[[ Data, beginning ]]
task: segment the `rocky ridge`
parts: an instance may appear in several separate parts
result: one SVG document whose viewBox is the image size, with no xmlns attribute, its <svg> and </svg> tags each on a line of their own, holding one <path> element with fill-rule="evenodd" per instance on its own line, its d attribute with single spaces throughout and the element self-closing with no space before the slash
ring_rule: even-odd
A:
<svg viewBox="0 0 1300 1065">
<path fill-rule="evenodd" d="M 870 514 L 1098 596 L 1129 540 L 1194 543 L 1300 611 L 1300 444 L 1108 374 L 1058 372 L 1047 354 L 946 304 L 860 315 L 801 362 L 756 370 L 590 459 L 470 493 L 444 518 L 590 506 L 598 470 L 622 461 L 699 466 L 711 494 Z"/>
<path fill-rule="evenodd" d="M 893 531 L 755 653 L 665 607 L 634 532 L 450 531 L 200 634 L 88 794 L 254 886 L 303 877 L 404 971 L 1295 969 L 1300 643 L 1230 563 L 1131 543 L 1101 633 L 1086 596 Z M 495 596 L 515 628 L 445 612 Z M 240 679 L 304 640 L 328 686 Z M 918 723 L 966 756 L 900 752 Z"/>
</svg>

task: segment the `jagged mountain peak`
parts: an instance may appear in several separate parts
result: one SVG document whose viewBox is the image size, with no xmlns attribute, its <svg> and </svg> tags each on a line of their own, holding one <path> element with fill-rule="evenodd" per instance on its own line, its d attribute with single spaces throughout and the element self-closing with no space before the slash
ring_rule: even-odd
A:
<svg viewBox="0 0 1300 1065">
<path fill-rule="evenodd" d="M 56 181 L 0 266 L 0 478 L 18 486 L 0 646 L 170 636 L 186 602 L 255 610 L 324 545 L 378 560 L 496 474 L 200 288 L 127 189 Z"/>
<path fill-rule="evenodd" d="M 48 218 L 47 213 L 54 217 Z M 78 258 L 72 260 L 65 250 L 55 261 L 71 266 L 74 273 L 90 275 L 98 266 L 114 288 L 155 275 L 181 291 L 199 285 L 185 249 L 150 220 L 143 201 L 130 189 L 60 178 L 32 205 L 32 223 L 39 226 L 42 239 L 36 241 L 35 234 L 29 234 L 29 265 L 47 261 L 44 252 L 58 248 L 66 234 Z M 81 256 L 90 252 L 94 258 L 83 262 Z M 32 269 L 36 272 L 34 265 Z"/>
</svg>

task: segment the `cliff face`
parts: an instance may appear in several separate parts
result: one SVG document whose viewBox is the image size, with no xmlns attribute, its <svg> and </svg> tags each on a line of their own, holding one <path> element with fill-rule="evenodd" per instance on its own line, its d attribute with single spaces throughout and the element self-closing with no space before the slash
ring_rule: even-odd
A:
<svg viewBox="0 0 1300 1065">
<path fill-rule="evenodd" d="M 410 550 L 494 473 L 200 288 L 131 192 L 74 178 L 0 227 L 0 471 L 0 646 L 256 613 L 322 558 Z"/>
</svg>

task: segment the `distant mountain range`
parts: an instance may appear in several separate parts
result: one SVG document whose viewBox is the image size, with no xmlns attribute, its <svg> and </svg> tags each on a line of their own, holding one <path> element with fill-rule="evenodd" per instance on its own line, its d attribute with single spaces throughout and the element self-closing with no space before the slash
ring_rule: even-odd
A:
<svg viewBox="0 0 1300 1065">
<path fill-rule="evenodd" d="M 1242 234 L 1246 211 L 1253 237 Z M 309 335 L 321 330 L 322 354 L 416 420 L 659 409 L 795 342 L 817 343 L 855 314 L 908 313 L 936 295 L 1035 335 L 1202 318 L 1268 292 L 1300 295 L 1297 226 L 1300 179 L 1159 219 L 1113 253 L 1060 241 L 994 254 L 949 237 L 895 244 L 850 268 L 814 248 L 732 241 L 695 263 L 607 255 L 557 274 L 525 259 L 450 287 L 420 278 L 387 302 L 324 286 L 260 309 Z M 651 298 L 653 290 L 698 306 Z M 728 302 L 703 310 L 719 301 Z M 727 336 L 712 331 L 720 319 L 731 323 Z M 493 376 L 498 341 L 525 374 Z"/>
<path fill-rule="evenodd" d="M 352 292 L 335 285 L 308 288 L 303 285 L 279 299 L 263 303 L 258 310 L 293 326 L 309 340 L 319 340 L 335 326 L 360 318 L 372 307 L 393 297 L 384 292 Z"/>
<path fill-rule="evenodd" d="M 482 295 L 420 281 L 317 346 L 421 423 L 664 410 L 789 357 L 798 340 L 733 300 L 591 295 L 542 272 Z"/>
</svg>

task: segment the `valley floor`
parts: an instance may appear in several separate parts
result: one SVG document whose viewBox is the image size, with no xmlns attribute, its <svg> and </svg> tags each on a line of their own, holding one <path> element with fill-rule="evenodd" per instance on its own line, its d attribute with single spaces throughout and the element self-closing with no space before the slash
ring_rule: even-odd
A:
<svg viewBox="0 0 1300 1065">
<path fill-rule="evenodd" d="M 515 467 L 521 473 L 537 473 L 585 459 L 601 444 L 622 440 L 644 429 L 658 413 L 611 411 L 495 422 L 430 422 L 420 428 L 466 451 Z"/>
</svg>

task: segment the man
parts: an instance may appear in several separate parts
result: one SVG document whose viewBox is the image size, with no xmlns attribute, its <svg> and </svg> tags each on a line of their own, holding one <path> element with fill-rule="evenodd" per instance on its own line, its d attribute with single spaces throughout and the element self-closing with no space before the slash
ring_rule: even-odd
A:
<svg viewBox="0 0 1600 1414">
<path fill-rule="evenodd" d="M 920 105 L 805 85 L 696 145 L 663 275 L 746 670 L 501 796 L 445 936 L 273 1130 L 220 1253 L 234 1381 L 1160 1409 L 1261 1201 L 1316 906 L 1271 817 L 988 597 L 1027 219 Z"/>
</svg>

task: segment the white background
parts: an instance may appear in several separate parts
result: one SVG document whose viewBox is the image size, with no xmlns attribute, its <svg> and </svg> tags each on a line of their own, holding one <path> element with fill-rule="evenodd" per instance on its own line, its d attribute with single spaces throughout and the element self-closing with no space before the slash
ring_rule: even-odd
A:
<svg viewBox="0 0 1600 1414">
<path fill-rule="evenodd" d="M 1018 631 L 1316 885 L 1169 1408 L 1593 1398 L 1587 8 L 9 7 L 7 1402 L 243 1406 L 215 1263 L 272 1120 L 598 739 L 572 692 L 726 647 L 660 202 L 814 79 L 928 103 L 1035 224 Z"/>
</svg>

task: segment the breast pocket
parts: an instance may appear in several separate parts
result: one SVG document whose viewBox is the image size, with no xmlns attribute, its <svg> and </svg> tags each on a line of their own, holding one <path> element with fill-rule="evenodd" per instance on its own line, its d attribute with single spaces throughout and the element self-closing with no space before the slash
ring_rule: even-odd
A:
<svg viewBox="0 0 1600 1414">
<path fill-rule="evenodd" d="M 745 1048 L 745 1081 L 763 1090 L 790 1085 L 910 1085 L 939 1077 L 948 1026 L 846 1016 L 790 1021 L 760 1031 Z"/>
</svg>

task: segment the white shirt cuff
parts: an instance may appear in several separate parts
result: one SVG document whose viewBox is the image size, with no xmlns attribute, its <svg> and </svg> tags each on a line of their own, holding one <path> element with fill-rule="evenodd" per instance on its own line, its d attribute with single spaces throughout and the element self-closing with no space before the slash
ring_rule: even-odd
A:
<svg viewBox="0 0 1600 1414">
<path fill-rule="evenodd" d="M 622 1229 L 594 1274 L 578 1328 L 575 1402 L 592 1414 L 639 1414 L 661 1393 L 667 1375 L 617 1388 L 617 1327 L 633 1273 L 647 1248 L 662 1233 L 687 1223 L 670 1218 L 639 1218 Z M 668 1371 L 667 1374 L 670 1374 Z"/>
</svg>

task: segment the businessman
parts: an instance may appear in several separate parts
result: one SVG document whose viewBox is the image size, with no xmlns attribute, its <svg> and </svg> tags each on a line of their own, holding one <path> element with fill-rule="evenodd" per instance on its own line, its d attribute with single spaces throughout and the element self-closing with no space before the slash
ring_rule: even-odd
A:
[[ Data, end ]]
→ What you need to do: For every line of the records that has the word "mountain" in it, make a copy.

→ Solution:
task: segment the `jagged mountain peak`
task: segment the `distant mountain range`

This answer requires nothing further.